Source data
--
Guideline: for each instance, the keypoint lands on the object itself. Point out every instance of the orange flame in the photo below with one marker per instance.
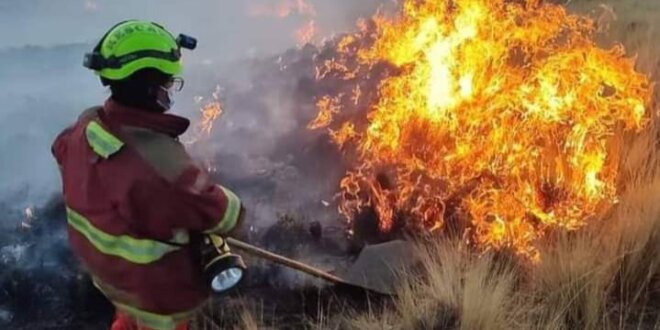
(210, 113)
(504, 113)
(306, 33)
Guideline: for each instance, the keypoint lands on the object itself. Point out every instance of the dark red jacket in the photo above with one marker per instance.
(131, 189)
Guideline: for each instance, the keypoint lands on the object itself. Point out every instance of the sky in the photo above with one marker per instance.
(43, 86)
(228, 27)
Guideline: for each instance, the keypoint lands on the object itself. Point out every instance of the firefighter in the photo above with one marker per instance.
(138, 208)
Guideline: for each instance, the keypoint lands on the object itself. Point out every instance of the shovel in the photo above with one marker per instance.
(374, 271)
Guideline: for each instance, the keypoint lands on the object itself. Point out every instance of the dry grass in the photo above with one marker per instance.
(606, 276)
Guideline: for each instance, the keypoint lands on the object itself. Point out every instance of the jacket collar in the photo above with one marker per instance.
(171, 125)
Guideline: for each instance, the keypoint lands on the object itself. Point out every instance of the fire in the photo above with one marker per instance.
(306, 33)
(209, 114)
(501, 112)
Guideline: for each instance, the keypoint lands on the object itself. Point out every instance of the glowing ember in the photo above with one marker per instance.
(503, 111)
(210, 112)
(305, 34)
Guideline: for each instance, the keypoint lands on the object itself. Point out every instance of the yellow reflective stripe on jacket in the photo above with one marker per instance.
(102, 142)
(233, 210)
(143, 318)
(138, 251)
(152, 320)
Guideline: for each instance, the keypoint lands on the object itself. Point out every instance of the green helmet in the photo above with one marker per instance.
(134, 45)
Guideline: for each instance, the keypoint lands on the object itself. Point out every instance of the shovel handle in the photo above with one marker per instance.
(278, 259)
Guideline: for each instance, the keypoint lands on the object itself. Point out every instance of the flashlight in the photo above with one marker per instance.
(224, 271)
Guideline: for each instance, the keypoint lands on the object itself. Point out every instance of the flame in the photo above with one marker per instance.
(210, 112)
(504, 113)
(306, 33)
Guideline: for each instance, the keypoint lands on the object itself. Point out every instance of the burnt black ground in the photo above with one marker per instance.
(43, 287)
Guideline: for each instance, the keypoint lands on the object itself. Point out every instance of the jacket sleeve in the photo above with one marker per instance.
(219, 208)
(58, 148)
(192, 203)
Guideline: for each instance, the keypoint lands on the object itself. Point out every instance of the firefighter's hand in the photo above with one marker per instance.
(242, 230)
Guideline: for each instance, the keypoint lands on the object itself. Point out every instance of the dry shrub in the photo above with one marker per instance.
(458, 289)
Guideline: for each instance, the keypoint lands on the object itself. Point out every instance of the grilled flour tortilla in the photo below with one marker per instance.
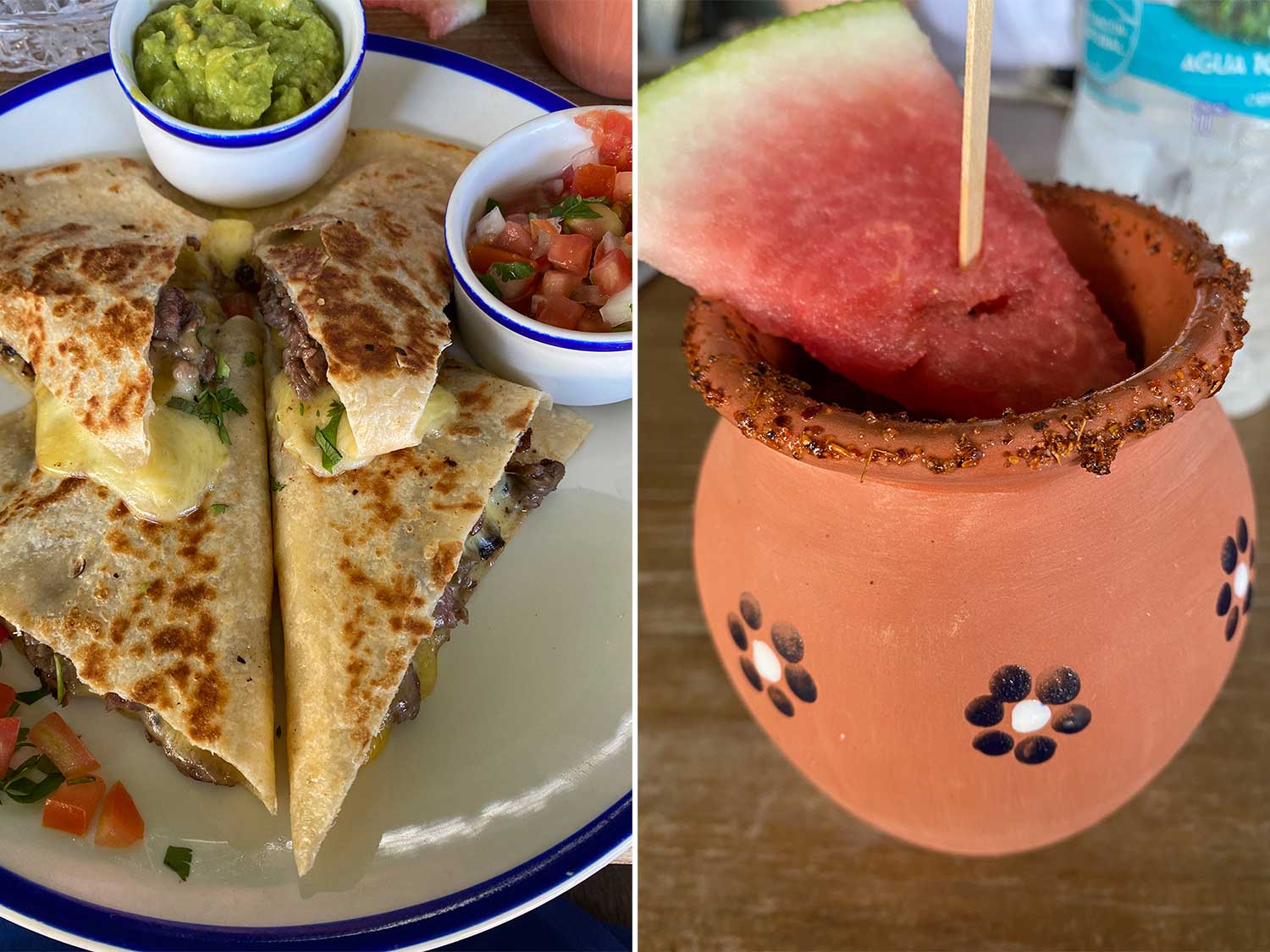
--
Set down the lines of the listing word for word, starting at the line that contains "the shovel handle" and ending with the last line of the listing. Leave the pictures out of your answer.

Guideline: for each instance, the keypoint lands on the object itself. Point out every instance of the shovel handle in the photo above with one marker per instance.
(278, 259)
Guideline: for each instance, the keypoint lands on the object itself. Point out every instance of the flashlight in the photo above with one marker per instance.
(224, 271)
Guideline: for each instance, the keypoint lands on the object itself. Point out every instance of the flame in the photo above with one marker per instance.
(210, 112)
(504, 113)
(306, 33)
Guideline: for each instance, the keypoint lands on the object itself. Point out every instance of the burnt black ground in the photo above with one marker per instance.
(43, 287)
Guideline: for each instance, the keypoint lands on the object itself. Point out every instance of the jacket sleeve in the photo above with one marker per instance.
(219, 208)
(58, 148)
(192, 203)
Guideline: for each instance, the keypoint lands on the object itself. Point out every instance of the firefighter's hand in the photo above with one marker per instance.
(242, 230)
Guideline: for each instance, the keypoint lands on the object itself. Point out every instance of the dry shrub in the photo above with one marker per instance.
(458, 289)
Guideline: for each instance, the keypoint lands on the object itself. Point out every instance of the grilled flour tortilla in the photo below with one marker per instance.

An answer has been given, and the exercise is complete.